◆ Exercise details ◆
Copy every line of the listing exactly.
>> BEGIN Dataset excerpts
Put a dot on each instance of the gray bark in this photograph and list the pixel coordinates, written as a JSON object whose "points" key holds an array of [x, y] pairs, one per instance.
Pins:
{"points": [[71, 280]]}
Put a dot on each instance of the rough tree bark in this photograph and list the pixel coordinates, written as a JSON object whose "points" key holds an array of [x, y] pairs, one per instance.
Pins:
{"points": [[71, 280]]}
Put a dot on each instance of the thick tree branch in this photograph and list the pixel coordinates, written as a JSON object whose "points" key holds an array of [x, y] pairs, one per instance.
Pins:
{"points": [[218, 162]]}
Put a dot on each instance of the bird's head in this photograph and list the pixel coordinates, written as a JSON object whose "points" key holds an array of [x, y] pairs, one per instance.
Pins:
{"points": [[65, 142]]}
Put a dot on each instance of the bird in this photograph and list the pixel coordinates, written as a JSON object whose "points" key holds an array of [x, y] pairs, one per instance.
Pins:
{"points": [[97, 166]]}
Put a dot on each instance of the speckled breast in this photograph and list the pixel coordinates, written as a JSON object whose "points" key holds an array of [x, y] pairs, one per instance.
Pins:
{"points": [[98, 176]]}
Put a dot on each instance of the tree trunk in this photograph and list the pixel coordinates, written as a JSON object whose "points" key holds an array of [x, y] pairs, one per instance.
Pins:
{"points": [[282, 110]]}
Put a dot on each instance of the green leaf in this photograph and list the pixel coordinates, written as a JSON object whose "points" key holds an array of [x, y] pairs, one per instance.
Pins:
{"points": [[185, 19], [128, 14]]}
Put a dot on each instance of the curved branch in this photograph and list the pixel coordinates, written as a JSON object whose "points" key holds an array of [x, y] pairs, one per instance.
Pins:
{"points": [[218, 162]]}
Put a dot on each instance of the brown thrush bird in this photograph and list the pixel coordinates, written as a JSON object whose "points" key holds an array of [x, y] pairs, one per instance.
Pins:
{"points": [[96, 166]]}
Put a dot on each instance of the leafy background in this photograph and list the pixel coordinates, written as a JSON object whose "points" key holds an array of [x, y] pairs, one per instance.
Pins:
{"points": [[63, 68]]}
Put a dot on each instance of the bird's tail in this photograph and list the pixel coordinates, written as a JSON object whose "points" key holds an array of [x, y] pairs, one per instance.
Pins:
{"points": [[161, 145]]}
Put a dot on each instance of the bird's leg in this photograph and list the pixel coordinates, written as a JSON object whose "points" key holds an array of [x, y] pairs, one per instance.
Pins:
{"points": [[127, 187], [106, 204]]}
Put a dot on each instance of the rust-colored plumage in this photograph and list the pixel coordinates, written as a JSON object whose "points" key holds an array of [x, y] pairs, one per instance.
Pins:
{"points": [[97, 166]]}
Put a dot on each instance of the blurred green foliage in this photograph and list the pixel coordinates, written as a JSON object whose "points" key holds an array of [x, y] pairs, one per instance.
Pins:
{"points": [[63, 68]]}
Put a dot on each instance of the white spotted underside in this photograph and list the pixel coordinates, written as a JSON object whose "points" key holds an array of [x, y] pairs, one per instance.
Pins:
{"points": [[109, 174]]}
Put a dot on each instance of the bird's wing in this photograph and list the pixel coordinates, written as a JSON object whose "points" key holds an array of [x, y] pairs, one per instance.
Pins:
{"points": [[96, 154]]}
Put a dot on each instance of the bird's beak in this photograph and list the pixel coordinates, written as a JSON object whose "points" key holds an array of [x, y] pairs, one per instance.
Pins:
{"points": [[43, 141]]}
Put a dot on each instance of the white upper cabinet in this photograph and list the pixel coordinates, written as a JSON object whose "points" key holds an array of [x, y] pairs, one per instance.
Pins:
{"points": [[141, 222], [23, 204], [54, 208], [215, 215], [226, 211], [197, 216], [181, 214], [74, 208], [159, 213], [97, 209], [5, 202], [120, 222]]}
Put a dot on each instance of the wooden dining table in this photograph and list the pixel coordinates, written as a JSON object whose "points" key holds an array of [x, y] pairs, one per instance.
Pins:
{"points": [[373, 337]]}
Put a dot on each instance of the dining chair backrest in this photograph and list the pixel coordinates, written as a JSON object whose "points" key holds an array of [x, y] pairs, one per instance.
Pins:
>> END Dataset excerpts
◆ Finished answer ◆
Put a dot on each instance of the gray bark in this photograph and list the pixel coordinates, written as a JSON object whose "points" key holds an array of [x, y] pairs, one per instance.
Pins:
{"points": [[71, 280]]}
Put a dot on each instance of the rough tree bark in this photograph and list the pixel coordinates, written as a JSON object whose "points" key holds an array of [x, y] pairs, one per instance.
Pins:
{"points": [[71, 280]]}
Put a dot on each instance of the thick tree branch in this photograph and list the pixel coordinates, written as a JSON object whose "points" key holds an array of [x, y] pairs, one per instance.
Pins:
{"points": [[218, 162]]}
Put a dot on each instance of the bird's head in this photograph and list the pixel coordinates, written as a JSON object whose "points" key holds an array of [x, y] pairs, one per instance.
Pins:
{"points": [[65, 142]]}
Put a dot on each instance of the bird in this photograph and list the pixel coordinates, written as a JSON object whose "points" key holds an array of [x, y] pairs, one per instance.
Pins:
{"points": [[97, 166]]}
Put a dot on each instance of the speckled breast in this photograph and list the pixel coordinates, written as a JSON object whose "points" key holds an array of [x, y] pairs, one per instance.
Pins:
{"points": [[98, 176]]}
Put a dot on each instance of the tree trunk in this photograph and list the pixel coordinates, written as a JSON object whose "points" key holds an array of [x, y] pairs, one per instance.
Pins:
{"points": [[282, 110]]}
Put a dot on each instance of the green leaf in this photograph and list the pixel coordinates, written as a JSON object whose "points" key holds an array of [x, y] pairs, one per instance.
Pins:
{"points": [[185, 19], [128, 14]]}
Put a dot on each instance of the curved branch in this photograph and list the pixel coordinates, written as a JSON object whose "points" key holds an array of [x, y] pairs, one per instance.
Pins:
{"points": [[218, 162]]}
Put a dot on each instance of the brown thrush bird in this photograph and list the pixel coordinates, written as a JSON object whose "points" key holds an array of [x, y] pairs, one per instance.
Pins:
{"points": [[96, 166]]}
Put a dot on each instance of the leafy background in this photograph and list the pixel coordinates, written as a JSON object whose "points" key holds an array of [x, y] pairs, one per instance.
Pins:
{"points": [[63, 68]]}
Put a dot on each instance of the bird's tail in this photograph and list the pixel coordinates, written as a JSON object whose "points" key holds an array of [x, y] pairs, one per instance.
Pins:
{"points": [[161, 145]]}
Put a dot on each instance of the bird's leg in this photograph and list the pixel coordinates, written as a JSON object whose "points" key holds an array of [x, y] pairs, one per instance.
Pins:
{"points": [[127, 187], [106, 204]]}
Put a dot on each instance of the rust-colored plumage in this photograph and list the pixel coordinates, written as a JSON object whose "points" key holds an array of [x, y] pairs, one per instance.
Pins:
{"points": [[97, 166]]}
Put a dot on each instance of the blurred green foliage in this photograph and list the pixel coordinates, written as a JSON object whose "points" key holds an array of [x, y] pairs, one per instance.
Pins:
{"points": [[63, 68]]}
Put a dot on each instance of the white spotted underside in this photograph and list the pixel coordinates, written as a JSON object whose "points" key holds an array of [x, y] pairs, one per instance.
Pins:
{"points": [[109, 174]]}
Put a dot on each instance of the bird's wing in this photograph and list the pixel coordinates, written as a JSON object whose "points" key holds an array of [x, y] pairs, one per instance.
Pins:
{"points": [[96, 154]]}
Put a dot on each instance of the bird's beak in this photograph and list the pixel coordinates, written as a JSON object whose "points" key holds an array of [x, y] pairs, one per instance.
Pins:
{"points": [[43, 141]]}
Put a dot on each instance of the white upper cabinet in this photograph and list the pixel coordinates, written as a JSON object whose "points" key holds an array of [x, y] pairs, one per instance.
Pins:
{"points": [[141, 222], [23, 204], [54, 208], [215, 215], [226, 211], [197, 216], [181, 214], [74, 208], [159, 213], [97, 209], [5, 202], [120, 222]]}
Put a dot on each instance of the wooden dining table in this photograph and list the pixel coordinates, written as a JSON object whose "points" key holds an array of [x, y] pairs, one per instance.
Pins:
{"points": [[373, 337]]}
Put a dot on each instance of the dining chair backrest in this photograph and list the pixel coordinates, written as a JSON object whose "points" key holds an array of [x, y] pairs, one per instance.
Pins:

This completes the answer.